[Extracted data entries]
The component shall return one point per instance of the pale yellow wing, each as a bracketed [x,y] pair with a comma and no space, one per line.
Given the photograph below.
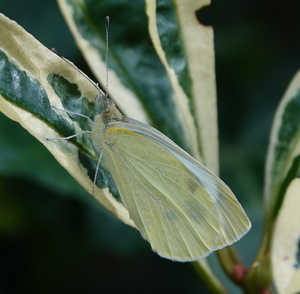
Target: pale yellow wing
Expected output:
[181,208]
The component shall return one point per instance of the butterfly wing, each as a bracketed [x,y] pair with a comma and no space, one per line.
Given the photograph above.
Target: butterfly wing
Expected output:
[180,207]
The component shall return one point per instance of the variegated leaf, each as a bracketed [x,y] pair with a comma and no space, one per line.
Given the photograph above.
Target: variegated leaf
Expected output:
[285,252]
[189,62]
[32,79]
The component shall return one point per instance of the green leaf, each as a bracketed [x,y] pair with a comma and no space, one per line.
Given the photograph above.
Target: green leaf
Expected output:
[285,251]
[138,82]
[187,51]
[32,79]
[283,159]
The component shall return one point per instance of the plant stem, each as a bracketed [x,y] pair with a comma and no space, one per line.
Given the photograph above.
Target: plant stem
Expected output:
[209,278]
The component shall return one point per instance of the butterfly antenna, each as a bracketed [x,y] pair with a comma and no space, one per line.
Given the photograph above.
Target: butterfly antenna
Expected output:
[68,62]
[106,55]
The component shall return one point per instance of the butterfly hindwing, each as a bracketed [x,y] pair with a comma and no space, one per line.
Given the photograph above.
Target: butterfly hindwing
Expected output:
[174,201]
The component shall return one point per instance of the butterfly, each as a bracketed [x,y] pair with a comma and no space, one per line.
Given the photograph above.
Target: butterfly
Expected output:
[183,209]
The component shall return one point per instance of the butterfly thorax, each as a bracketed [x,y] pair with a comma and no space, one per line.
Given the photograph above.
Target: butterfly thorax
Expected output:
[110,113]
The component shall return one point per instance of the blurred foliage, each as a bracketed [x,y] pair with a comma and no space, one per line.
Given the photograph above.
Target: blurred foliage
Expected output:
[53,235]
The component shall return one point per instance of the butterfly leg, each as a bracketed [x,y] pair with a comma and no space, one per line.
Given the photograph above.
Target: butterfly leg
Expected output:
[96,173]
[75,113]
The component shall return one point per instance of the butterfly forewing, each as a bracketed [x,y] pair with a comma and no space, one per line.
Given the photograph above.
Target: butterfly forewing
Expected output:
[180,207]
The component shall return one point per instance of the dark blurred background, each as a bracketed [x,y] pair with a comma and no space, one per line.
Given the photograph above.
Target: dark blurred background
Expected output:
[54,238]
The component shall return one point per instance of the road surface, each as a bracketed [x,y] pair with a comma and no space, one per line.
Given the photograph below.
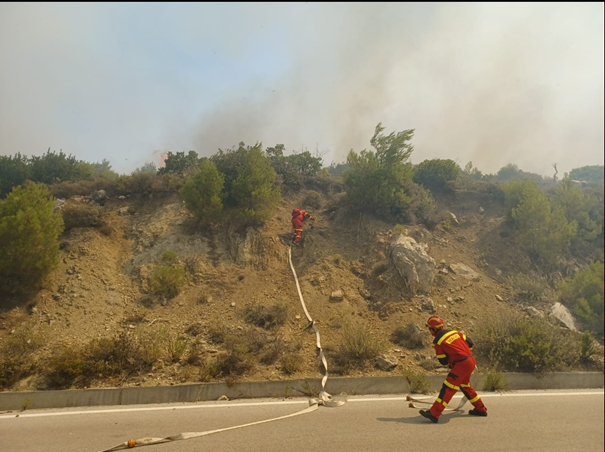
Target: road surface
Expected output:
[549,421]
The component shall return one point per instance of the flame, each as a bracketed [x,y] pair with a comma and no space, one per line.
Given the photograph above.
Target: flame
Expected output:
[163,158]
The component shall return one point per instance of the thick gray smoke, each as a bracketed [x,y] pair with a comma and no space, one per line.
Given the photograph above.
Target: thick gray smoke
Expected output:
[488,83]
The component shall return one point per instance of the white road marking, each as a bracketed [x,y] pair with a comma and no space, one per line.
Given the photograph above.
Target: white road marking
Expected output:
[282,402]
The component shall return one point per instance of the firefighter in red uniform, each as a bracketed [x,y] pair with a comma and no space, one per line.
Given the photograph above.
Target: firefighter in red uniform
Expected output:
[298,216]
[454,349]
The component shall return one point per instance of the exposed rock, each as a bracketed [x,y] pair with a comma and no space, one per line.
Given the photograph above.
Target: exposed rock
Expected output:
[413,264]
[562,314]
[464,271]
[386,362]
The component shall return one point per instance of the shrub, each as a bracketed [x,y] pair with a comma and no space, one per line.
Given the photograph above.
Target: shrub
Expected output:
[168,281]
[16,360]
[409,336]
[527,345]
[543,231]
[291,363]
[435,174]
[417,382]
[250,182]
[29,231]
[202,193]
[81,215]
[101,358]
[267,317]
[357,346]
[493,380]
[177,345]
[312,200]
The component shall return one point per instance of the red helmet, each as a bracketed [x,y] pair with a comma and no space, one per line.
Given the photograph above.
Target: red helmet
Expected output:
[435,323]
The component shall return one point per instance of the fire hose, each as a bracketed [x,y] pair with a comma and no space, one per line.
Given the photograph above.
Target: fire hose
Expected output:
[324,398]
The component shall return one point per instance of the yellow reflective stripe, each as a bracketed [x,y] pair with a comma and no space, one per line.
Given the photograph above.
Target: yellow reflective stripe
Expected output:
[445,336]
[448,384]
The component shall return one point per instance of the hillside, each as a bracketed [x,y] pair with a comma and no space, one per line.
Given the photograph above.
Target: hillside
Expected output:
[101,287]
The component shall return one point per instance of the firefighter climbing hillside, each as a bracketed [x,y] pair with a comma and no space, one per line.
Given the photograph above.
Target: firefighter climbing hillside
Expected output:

§ INSTRUCTIONS FOR THE TASK: Rewrite all of the records above, replacing every occurrence of "Expected output" with "Reference output" and leaving all other text unchanged. Omit the pictures from the rewritten records.

§ FINAL RESULT:
The component shall return one point per instance of the pale yellow wing, each as a bracketed [x,y] pair with a comma and no space, one per line.
Given the photograph below.
Target: pale yellow wing
Reference output:
[181,208]
The component shall return one point per instance of the butterfly wing, each as a bracketed [x,y] pair with a comma and no space, one per line.
Given the photograph above.
Target: butterfly wing
Reference output:
[180,207]
The component shall return one point per instance of the variegated leaf, each as a bracketed [x,y] pair with a comma and no space, one per line.
Given the photograph above.
Target: variegated leaf
Reference output:
[285,252]
[189,62]
[32,79]
The component shall return one point per instance of the green leaf, each as a bracketed [x,y] pair with a comma and no space, one per line.
Given the photograph above.
Target: green leaf
Reference output:
[285,251]
[138,82]
[187,51]
[32,79]
[283,159]
The component shall return one point per instance of the plant stem, each as a bracketed [x,y] pair with a comma and no space, one per line.
Given the photograph above.
Target: plant stem
Reference output:
[209,278]
The component shall return one point per instance of the butterfly antenna, each as a bracketed [x,y] pair with a comma and no space, one per line.
Given the photograph above.
Target: butterfly antenna
Reference output:
[68,62]
[106,55]
The component shall return one point per instance of the butterfly hindwing, each as a bracketed [x,y] pair with a comma and no space, one per line.
Given the photograph above.
Target: butterfly hindwing
Reference output:
[174,201]
The component shall return one point per instance of the butterfly, each as a bracketed [x,y] pair with a comma and no space, one per line.
Given the photograph above.
Target: butterfly
Reference output:
[183,209]
The component shall return one point per instance of the butterfly thorax, each as a bracketed [x,y] pair with a comma and no space, one per line.
Given the photograph above.
Target: butterfly thorax
Reference output:
[110,113]
The component shall return one point per instance of the blurred foliage, each as a bracketed [x,y] pair with a comma and no space, one per line.
Given the photograph above.
Target: blurred foliage
Reference output:
[53,235]
The component shall return one point per instance of the butterfly leg, each as a bracketed [x,y] pair with a comma and no space, one per line.
Given the photograph above.
Target: butterfly leg
Reference output:
[96,173]
[75,113]
The component shall return one point per instance of the butterfly forewing, each as a bracketed [x,y] pair with a comma and no space, one per line.
Given the photograph above.
Target: butterfly forewing
Reference output:
[180,207]
The component shall return one point per instance of the dark blurred background, each as a bracketed [x,y] pair with a comma and no space, one per line.
Given the photograph above.
Target: dark blurred background
Reference output:
[54,238]
The component shall return one point per instance of the road surface, each as a bracketed [x,y] pair with a comma and no space, one per line.
Given the photograph below.
Target: road surface
Reference output:
[549,421]
The component shall return one point per instance of the flame, each as a bracketed [x,y] pair with a comma and no space, one per line.
Given the photograph above.
Target: flame
Reference output:
[163,158]
The component shall return one point per instance of the thick gray smoke, each as a bracketed [x,y] pair with a comma and no space, one per line.
Given the photograph above.
Target: thick gray smoke
Reference output:
[488,83]
The component shall return one point per instance of the white road marking, each as a bracketed [x,y] pair with a comma and no space, one per line.
Given the photograph above.
Target: white road marking
Reference output:
[282,402]
The component shall return one point per instance of the firefighter in red uniform, each as a bracketed [x,y] pair with a comma and no space, one per line.
Given the photograph above.
Target: firefighter in red uniform
Reference output:
[298,216]
[454,349]
The component shall return one point per instance of the exposed rock, each as a bracketed [x,y] pair with a comma and no space, one per line.
Given the photograph above.
Target: exposed rock
Reference output:
[413,264]
[562,314]
[464,271]
[386,362]
The component shall return one point per instance of the shrub, each as a bracketed [x,y] pair with a comma and no space, one per line.
Given the photograph above.
Target: shrub
Reference output:
[168,281]
[16,360]
[409,336]
[527,345]
[543,231]
[291,363]
[435,174]
[417,382]
[250,182]
[29,231]
[202,193]
[81,215]
[101,358]
[267,317]
[357,346]
[493,380]
[177,345]
[312,200]
The component shall return one point per instance of the red helmet, each as a bracketed [x,y] pair with a comma and no space, one per line.
Given the photograph above.
Target: red helmet
Reference output:
[435,323]
The component shall return one point per instance of the fire hose, each as a bracketed [x,y] pair with a comma and no space, one per line.
Given the photograph above.
Target: fire hose
Reference output:
[324,398]
The component shall return one point per instance of the yellow reflective stripe, each as a bracketed [x,y] pair with a comma and no space, one per line.
Given the photograph above.
Target: yellow reflective stripe
Reference output:
[445,336]
[448,384]
The component shall return one point per instance of the hillside, each as a bracketed [x,y] pair with a comma and no space, one per line.
Given the photograph above.
Target: hillside
Reference output:
[101,287]
The component shall return one point per instance of the firefighter climbing hillside, each as a bracketed [x,y] pair with a comma and no space, one per line.
Given the photograph above.
Target: firefighter climbing hillside
Reference output:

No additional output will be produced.